◆ ВАШИ ЗАДАНИЯ:
**1.** Что раздавалось из крепости каждую минуту во время печального шествия, согласно исходному фрагменту?
**2.** Скопируйте без изменений часть исходного фрагмента, начиная с «По соизволению ее» и заканчивая «только до полковника.».

◆ ИСХОДНЫЙ ФРАГМЕНТ:
Все эти знаки лежали на красных бархатных подушках с золотыми галунами и кистями; каждую подушку нес бригадир, полковник или майор при двух ассистентах.
По сторонам шли солдаты с белыми зажженными восковыми свечами, к которым был приделан щит с графским вензелем, 3 бригадира, 6 унтер-офицеров кадетского корпуса; печальная колесница, везомая 6 лошадьми в попонах; 12 капитанов и майоров держали балдахин из черного бархата с серебряным галуном; возле шли полковники, 8 унтер-офицеров кадетского корпуса, генерал-майор, 2 адъютанта, другие приглашенные на проводы тела, 3 обтянутые трауром кареты, каждая в 6 лошадей, в каждой карете женщины в плерезах, фурьер верхом, эскадрон лейб-гвардейцев верхом.
Во время печального шествия из крепости раздавался каждую минуту пушечный выстрел.
По соизволению ее императорского величества могила была приготовлена в церкви помянутого монастыря, где погребаются только тела членов императорского дома. При опускании тела в могилу войска произвели, по военному обычаю, тройной салют из ружей.
8. Ягужинский II
Ягужинский, младший брат знаменитого статс-министра, не имел ни выдающихся способностей, ни больших познаний. Только благодаря заслугам брата он повышался в русской военной службе. Насколько мы могли узнать, он дослужился, однако, только до полковника.

◆ НАБОР ДАННЫХ:
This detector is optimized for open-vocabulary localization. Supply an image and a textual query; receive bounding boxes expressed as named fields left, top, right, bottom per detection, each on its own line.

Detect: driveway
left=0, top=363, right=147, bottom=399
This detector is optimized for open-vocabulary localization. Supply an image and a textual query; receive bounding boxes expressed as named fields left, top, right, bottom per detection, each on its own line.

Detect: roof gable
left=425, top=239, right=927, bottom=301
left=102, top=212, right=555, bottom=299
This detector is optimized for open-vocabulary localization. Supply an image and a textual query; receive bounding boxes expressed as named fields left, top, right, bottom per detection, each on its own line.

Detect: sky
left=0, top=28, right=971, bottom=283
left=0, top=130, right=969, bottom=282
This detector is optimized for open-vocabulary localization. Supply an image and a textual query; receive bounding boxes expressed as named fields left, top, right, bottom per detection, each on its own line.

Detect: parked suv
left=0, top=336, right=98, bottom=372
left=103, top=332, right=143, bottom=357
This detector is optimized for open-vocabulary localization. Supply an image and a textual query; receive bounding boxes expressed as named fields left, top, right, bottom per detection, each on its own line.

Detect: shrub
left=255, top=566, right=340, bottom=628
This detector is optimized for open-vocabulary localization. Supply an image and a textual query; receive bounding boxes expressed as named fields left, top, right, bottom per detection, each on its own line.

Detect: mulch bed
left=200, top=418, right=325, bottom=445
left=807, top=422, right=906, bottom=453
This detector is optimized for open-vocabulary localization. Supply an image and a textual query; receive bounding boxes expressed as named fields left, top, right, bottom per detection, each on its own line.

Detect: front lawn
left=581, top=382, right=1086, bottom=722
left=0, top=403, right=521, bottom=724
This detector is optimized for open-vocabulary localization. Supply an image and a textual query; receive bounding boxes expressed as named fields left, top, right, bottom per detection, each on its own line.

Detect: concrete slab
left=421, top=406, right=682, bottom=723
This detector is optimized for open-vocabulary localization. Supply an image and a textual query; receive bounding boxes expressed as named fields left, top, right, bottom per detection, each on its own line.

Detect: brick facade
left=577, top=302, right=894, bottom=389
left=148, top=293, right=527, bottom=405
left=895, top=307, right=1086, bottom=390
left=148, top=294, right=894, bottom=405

◆ ОТВЕТЫ К ЗАДАНИЯМ:
**1.** Пушечный выстрел.

**2.**
По соизволению ее императорского величества могила была приготовлена в церкви помянутого монастыря, где погребаются только тела членов императорского дома. При опускании тела в могилу войска произвели, по военному обычаю, тройной салют из ружей.
8. Ягужинский II
Ягужинский, младший брат знаменитого статс-министра, не имел ни выдающихся способностей, ни больших познаний. Только благодаря заслугам брата он повышался в русской военной службе. Насколько мы могли узнать, он дослужился, однако, только до полковника.